>> begin Source records

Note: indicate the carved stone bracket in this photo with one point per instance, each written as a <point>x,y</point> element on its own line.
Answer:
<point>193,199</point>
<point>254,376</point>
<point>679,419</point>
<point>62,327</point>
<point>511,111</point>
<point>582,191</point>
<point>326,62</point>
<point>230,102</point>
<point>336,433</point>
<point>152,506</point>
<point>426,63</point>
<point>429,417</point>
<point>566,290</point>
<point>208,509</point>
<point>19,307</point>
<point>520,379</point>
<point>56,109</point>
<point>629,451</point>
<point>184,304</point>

>> end Source records

(Task goal) Copy the listing above line for line, reproducing every character without change.

(Task answer)
Note: indicate the carved stone bracket in this photo with one point per instance, each written as a <point>x,y</point> element on its own line.
Answer:
<point>193,199</point>
<point>254,376</point>
<point>679,419</point>
<point>62,327</point>
<point>511,111</point>
<point>582,191</point>
<point>326,62</point>
<point>230,102</point>
<point>336,433</point>
<point>152,506</point>
<point>426,63</point>
<point>429,417</point>
<point>566,290</point>
<point>208,509</point>
<point>19,307</point>
<point>520,379</point>
<point>56,109</point>
<point>629,451</point>
<point>184,304</point>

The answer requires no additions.